• **Records for the exercise**
※ ※ ※
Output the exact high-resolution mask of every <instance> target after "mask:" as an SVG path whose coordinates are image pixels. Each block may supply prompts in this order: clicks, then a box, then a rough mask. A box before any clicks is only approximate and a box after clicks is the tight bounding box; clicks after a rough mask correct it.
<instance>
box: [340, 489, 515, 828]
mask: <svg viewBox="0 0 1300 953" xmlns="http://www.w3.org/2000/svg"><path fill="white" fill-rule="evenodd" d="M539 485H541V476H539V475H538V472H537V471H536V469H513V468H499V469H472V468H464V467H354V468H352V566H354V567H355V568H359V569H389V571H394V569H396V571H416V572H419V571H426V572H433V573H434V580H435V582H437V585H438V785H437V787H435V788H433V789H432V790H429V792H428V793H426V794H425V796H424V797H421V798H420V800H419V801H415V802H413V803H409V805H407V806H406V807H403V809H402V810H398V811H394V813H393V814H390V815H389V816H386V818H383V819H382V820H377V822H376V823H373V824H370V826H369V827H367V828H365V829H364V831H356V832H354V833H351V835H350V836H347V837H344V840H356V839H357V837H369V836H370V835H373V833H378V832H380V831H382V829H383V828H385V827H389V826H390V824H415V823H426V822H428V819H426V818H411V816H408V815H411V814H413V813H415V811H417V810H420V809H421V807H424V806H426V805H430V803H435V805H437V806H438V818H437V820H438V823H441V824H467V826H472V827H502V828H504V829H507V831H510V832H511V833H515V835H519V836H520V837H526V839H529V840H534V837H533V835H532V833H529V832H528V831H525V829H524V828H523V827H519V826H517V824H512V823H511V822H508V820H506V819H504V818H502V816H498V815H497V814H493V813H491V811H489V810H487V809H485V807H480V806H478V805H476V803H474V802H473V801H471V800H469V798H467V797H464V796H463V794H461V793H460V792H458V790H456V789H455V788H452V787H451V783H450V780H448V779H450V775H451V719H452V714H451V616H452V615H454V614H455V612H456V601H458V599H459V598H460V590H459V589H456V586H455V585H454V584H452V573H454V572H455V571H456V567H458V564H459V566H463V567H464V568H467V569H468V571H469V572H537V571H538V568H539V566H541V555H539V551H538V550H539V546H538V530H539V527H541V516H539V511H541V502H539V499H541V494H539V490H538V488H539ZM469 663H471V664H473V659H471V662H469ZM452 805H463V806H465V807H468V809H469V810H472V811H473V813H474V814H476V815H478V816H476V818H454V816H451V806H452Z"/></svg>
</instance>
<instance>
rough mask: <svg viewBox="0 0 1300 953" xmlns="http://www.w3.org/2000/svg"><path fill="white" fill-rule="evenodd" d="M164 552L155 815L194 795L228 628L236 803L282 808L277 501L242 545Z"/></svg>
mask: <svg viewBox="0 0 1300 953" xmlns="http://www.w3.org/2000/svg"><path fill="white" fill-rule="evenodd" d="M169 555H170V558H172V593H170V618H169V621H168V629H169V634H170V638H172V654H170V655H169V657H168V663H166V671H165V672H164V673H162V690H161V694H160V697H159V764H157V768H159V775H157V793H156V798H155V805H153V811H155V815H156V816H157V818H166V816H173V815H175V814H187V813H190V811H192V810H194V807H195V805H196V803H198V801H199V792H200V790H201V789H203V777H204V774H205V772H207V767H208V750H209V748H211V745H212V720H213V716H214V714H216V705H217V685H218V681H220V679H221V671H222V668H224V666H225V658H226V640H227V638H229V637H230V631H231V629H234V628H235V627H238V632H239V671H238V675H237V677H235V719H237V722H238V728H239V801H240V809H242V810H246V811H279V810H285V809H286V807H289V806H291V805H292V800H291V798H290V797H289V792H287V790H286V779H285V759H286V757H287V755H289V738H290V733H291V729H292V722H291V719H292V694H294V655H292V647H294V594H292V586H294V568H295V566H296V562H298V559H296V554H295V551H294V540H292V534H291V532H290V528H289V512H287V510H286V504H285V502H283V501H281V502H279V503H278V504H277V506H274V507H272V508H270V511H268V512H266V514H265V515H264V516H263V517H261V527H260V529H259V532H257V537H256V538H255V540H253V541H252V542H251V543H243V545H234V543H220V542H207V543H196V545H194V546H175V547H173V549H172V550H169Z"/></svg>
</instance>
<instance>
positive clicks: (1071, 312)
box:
※ ※ ※
• **Directions**
The response should consist of all the entries, set down exactly.

• **Written reply**
Output the exact high-resolution mask of every <instance> target after "mask:" as an SVG path whose coordinates are image pixels. Each block may supply prompts in this order: clicks, then a box, then a rough mask. A box before any clicks is only approximate and a box after clicks is the tight bounding box; clicks after a rough mask correct it.
<instance>
box: [340, 489, 515, 828]
mask: <svg viewBox="0 0 1300 953" xmlns="http://www.w3.org/2000/svg"><path fill="white" fill-rule="evenodd" d="M539 485H541V476H539V475H538V472H537V471H536V469H513V468H499V469H472V468H464V467H354V468H352V566H354V567H355V568H359V569H389V571H394V569H396V571H416V572H419V571H426V572H433V573H434V580H435V582H437V585H438V785H437V787H435V788H433V789H432V790H429V792H428V793H426V794H425V796H424V797H421V798H420V800H419V801H415V802H413V803H409V805H407V806H406V807H403V809H402V810H398V811H394V813H393V814H390V815H389V816H386V818H383V819H382V820H377V822H376V823H373V824H370V826H369V827H367V828H365V829H364V831H356V832H354V833H351V835H350V836H347V837H344V840H356V839H357V837H369V836H370V835H373V833H378V832H380V831H382V829H383V828H385V827H389V826H390V824H415V823H426V822H428V819H426V818H411V816H408V815H411V814H413V813H415V811H417V810H420V809H421V807H424V806H426V805H430V803H435V805H437V806H438V818H437V820H438V823H441V824H467V826H472V827H502V828H504V829H507V831H510V832H511V833H515V835H519V836H520V837H526V839H529V840H534V837H533V835H532V833H529V832H528V831H525V829H524V828H523V827H519V826H517V824H512V823H511V822H508V820H506V819H504V818H502V816H498V815H497V814H493V813H491V811H489V810H487V809H485V807H480V806H478V805H476V803H474V802H473V801H471V800H469V798H467V797H464V796H463V794H461V793H460V792H458V790H456V789H455V788H452V787H451V783H450V780H448V779H450V775H451V719H452V714H451V616H452V615H454V614H455V612H456V601H458V599H459V598H460V590H459V589H456V586H455V585H454V584H452V573H454V572H455V571H456V567H458V564H459V566H463V567H464V568H467V569H468V571H469V572H537V571H538V568H539V566H541V555H539V551H538V550H539V546H538V530H539V527H541V516H539V511H541V502H539V499H541V494H539V490H538V488H539ZM469 663H471V664H473V659H471V662H469ZM452 805H463V806H465V807H468V809H469V810H472V811H473V813H474V814H476V815H478V816H476V818H454V816H451V806H452Z"/></svg>
</instance>
<instance>
rough mask: <svg viewBox="0 0 1300 953" xmlns="http://www.w3.org/2000/svg"><path fill="white" fill-rule="evenodd" d="M164 552L155 815L194 795L228 628L236 803L282 808L277 501L242 545Z"/></svg>
mask: <svg viewBox="0 0 1300 953" xmlns="http://www.w3.org/2000/svg"><path fill="white" fill-rule="evenodd" d="M169 555H170V558H172V593H170V618H169V621H168V629H169V634H170V638H172V654H170V655H169V657H168V663H166V671H165V672H164V673H162V690H161V694H160V697H159V764H157V768H159V775H157V793H156V798H155V805H153V811H155V815H156V816H157V818H166V816H173V815H175V814H187V813H190V811H192V810H194V807H195V805H196V803H198V801H199V792H200V790H201V789H203V777H204V774H205V772H207V767H208V750H209V748H211V745H212V720H213V716H214V714H216V705H217V685H218V681H220V679H221V671H222V668H224V666H225V658H226V640H227V638H229V637H230V631H231V629H234V628H235V627H238V632H239V671H238V675H237V677H235V719H237V722H238V728H239V801H240V809H242V810H246V811H279V810H285V809H286V807H289V806H291V805H292V800H291V798H290V797H289V792H287V790H286V779H285V759H286V757H287V755H289V738H290V733H291V729H292V722H291V719H292V694H294V655H292V647H294V594H292V586H294V568H295V566H296V562H298V559H296V554H295V551H294V540H292V534H291V532H290V528H289V512H287V510H286V504H285V502H283V501H281V502H279V503H278V504H277V506H274V507H272V508H270V511H268V512H266V514H265V515H264V516H263V517H261V527H260V529H259V532H257V537H256V538H255V540H253V541H252V542H251V543H243V545H234V543H220V542H207V543H196V545H194V546H175V547H173V549H172V550H169Z"/></svg>
</instance>
<instance>
positive clicks: (1071, 312)
box:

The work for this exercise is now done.